▶ [Текст страницы]
>>>

Данная книга представляет собой попытку изучения этого процесса на примере развития школ в России на ключевом этапе строительства модерного государства, при Петре I и его ближайших преемниках. Вообще, основание новых школ, «просвещение» России является и в историографии, и в общественном восприятии важнейшим, знаковым элементом петровского царствования и петровских реформ. Обычно предполагается, что образовательные новации эти были обусловлены практическими, а вернее военными нуждами, поскольку создание новой регулярной армии требовало квалифицированного технического персонала. В более широком смысле новые школы и новые методы обучения рассматриваются как ключевой элемент развернувшегося в России в XVIII веке эксперимента по социальному инжинирингу, попыток создать «нового человека» и новую, «европеизированную» элиту7. Наконец, петровская школа воспринимается как предвестник модерных училищ следующего столетия, воплощающих в себе рациональность, маскулинность, дисциплину, имперскость. Подобно военному кораблю или шеренге вымуштрованной пехоты, школа вполне может служить символом петровского режима и его институтов.

<<<

▶ [Что нужно сделать]
- 1) Какими нуждами, согласно обычному предположению, приведенному в тексте о петровских школах, были обусловлены образовательные новации?
- 2) Перечислите все качества, которые, по тексту о петровских школах, воплощали в себе модерные училища следующего столетия.
- 3) Подхватите текст о петровских школах после его последнего предложения и продолжите его.

▶ [Перечень данных]
>>>

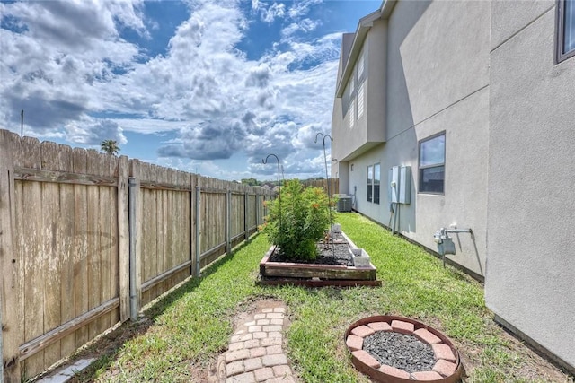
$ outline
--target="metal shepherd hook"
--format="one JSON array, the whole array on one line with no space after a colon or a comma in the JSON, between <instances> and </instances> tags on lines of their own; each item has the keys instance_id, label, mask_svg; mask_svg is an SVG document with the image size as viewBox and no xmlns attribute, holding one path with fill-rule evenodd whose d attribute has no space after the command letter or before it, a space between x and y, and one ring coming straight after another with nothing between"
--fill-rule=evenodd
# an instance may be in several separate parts
<instances>
[{"instance_id":1,"label":"metal shepherd hook","mask_svg":"<svg viewBox=\"0 0 575 383\"><path fill-rule=\"evenodd\" d=\"M332 237L332 255L335 257L335 244L333 241L333 222L332 222L332 194L330 193L330 178L327 174L327 155L325 154L325 137L329 137L331 142L333 138L330 135L323 135L322 132L315 135L314 143L317 143L317 136L322 135L323 140L323 161L325 162L325 182L327 183L327 211L330 215L330 235Z\"/></svg>"},{"instance_id":2,"label":"metal shepherd hook","mask_svg":"<svg viewBox=\"0 0 575 383\"><path fill-rule=\"evenodd\" d=\"M264 165L268 163L268 159L270 156L276 157L276 161L278 161L278 187L279 187L279 231L281 231L281 181L279 179L279 159L275 154L268 154L265 160L261 160L261 163Z\"/></svg>"}]
</instances>

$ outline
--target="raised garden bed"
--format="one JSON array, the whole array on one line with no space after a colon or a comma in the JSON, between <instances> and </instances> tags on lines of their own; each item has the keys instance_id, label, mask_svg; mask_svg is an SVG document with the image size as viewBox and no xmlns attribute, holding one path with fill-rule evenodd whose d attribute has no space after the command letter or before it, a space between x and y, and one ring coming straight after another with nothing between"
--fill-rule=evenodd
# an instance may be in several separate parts
<instances>
[{"instance_id":1,"label":"raised garden bed","mask_svg":"<svg viewBox=\"0 0 575 383\"><path fill-rule=\"evenodd\" d=\"M261 284L298 284L305 286L381 286L377 269L365 250L358 248L343 233L329 243L318 243L320 256L314 262L283 259L275 246L260 262ZM333 247L333 248L332 248Z\"/></svg>"}]
</instances>

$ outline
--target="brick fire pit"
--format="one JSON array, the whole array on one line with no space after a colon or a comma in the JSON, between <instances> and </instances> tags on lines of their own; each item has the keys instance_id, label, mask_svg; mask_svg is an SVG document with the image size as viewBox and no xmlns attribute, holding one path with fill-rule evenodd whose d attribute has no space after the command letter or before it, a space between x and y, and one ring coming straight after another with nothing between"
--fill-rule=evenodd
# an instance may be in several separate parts
<instances>
[{"instance_id":1,"label":"brick fire pit","mask_svg":"<svg viewBox=\"0 0 575 383\"><path fill-rule=\"evenodd\" d=\"M380 361L364 350L364 341L379 331L413 335L433 350L434 363L424 370L408 372ZM411 338L411 337L410 337ZM355 368L385 383L417 381L455 383L459 381L464 367L453 343L439 331L417 320L395 317L375 316L355 322L345 332L345 343ZM417 341L416 341L417 342Z\"/></svg>"}]
</instances>

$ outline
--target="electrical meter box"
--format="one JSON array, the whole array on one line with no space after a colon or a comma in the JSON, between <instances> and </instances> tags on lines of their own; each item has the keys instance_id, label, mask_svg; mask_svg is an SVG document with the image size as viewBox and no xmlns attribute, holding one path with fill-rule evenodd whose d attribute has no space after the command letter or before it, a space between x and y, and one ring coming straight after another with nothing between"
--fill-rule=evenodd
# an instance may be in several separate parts
<instances>
[{"instance_id":1,"label":"electrical meter box","mask_svg":"<svg viewBox=\"0 0 575 383\"><path fill-rule=\"evenodd\" d=\"M399 167L399 203L409 205L411 202L411 167Z\"/></svg>"},{"instance_id":2,"label":"electrical meter box","mask_svg":"<svg viewBox=\"0 0 575 383\"><path fill-rule=\"evenodd\" d=\"M411 204L411 167L394 166L388 172L387 197L390 203Z\"/></svg>"},{"instance_id":3,"label":"electrical meter box","mask_svg":"<svg viewBox=\"0 0 575 383\"><path fill-rule=\"evenodd\" d=\"M387 199L391 203L399 202L399 166L389 169L387 183Z\"/></svg>"}]
</instances>

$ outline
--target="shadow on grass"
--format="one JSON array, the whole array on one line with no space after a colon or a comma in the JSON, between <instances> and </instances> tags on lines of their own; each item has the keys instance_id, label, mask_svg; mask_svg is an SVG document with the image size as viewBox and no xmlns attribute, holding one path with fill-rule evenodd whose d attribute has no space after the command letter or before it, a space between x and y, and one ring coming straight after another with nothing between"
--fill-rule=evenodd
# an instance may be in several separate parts
<instances>
[{"instance_id":1,"label":"shadow on grass","mask_svg":"<svg viewBox=\"0 0 575 383\"><path fill-rule=\"evenodd\" d=\"M191 277L181 285L164 292L160 297L150 302L138 314L135 322L128 320L117 328L96 338L84 349L75 353L70 361L85 358L96 358L96 360L85 370L77 372L71 382L91 382L98 378L100 371L105 371L112 366L123 345L138 336L145 335L155 322L155 318L162 315L173 303L186 294L194 292L202 283L202 281L215 274L220 267L231 262L235 254L250 245L255 236L238 245L229 254L225 254L211 265L202 270L199 278ZM51 372L51 371L49 371Z\"/></svg>"}]
</instances>

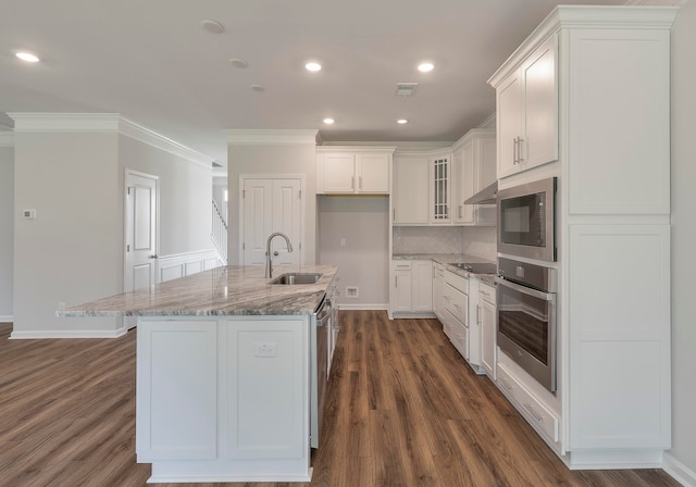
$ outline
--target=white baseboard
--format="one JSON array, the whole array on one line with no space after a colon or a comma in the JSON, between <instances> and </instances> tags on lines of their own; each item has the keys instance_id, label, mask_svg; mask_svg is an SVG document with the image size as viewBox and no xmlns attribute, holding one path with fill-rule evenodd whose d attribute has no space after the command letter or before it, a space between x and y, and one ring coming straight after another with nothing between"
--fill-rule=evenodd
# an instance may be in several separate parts
<instances>
[{"instance_id":1,"label":"white baseboard","mask_svg":"<svg viewBox=\"0 0 696 487\"><path fill-rule=\"evenodd\" d=\"M666 452L662 455L662 470L684 487L696 487L696 472L676 460L671 453Z\"/></svg>"},{"instance_id":2,"label":"white baseboard","mask_svg":"<svg viewBox=\"0 0 696 487\"><path fill-rule=\"evenodd\" d=\"M370 303L338 303L339 310L353 310L353 311L386 311L388 309L387 304L370 304Z\"/></svg>"},{"instance_id":3,"label":"white baseboard","mask_svg":"<svg viewBox=\"0 0 696 487\"><path fill-rule=\"evenodd\" d=\"M10 334L11 340L37 340L46 338L119 338L126 334L125 328L119 329L40 329L29 332L13 330Z\"/></svg>"}]
</instances>

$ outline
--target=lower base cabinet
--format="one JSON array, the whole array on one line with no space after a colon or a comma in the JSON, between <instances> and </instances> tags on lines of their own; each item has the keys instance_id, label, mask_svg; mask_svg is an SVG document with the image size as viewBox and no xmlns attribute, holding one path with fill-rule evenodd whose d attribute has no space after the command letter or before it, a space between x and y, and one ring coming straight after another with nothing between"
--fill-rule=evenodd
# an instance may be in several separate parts
<instances>
[{"instance_id":1,"label":"lower base cabinet","mask_svg":"<svg viewBox=\"0 0 696 487\"><path fill-rule=\"evenodd\" d=\"M390 271L389 314L432 316L433 262L394 260Z\"/></svg>"},{"instance_id":2,"label":"lower base cabinet","mask_svg":"<svg viewBox=\"0 0 696 487\"><path fill-rule=\"evenodd\" d=\"M476 319L481 330L481 366L488 377L496 379L497 340L496 340L496 288L483 282L478 283L478 305Z\"/></svg>"},{"instance_id":3,"label":"lower base cabinet","mask_svg":"<svg viewBox=\"0 0 696 487\"><path fill-rule=\"evenodd\" d=\"M140 319L149 483L309 482L310 342L309 316Z\"/></svg>"}]
</instances>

<<<

▶ [Ответы к заданиям]
- 1) Практическими, а вернее военными нуждами, поскольку создание новой регулярной армии требовало квалифицированного технического персонала.

- 2) Рациональность, маскулинность, дисциплина, имперскость.

- 3)
И за рассматриваемый период школа в России действительно изменилась до неузнаваемости. В XVII столетии обучение в Московском государстве было основано на неформальных практиках передачи знаний от наставника к ученику8. Когда в самом конце века стали появляться первые школы, они описывались, по сути, в ремесленных терминах: «школа» была группой учеников, собирающихся вокруг «мастера» и его «подмастерьев». Мы не находим здесь ни фиксированной программы обучения, ни делопроизводства (помимо самого базового учета расходов), ни попыток формализовать алгоритмы взаимодействия между учителем и его учениками. Однако уже ко времени восшествия на престол Екатерины II в 1762 году Россия могла похвастаться целым набором учебных заведений, которые в организационном отношении не так уж сильно отличались от классических школ XIX века. В этих училищах имелись регламенты и инструкции, где устанавливались, среди прочего, иерархия должностей, функциональное разделение обязанностей; регулировался учебный процесс и повседневное поведение учеников и учителей; вводились формализованные процедуры оценки знаний и поведения. Иначе говоря, мы уже имеем дело с полностью институциализированной школой. Школа эта должна была не только давать знания, но и подталкивать учеников к усвоению предписываемых моделей поведения и мышления, то есть, «воспитывать». Вопрос, на который призвана ответить данная книга, состоит в том, как именно возникали такие школы – и, более широко, новые институты и практики, из которых складывалась инфраструктура раннемодерного государства вообще.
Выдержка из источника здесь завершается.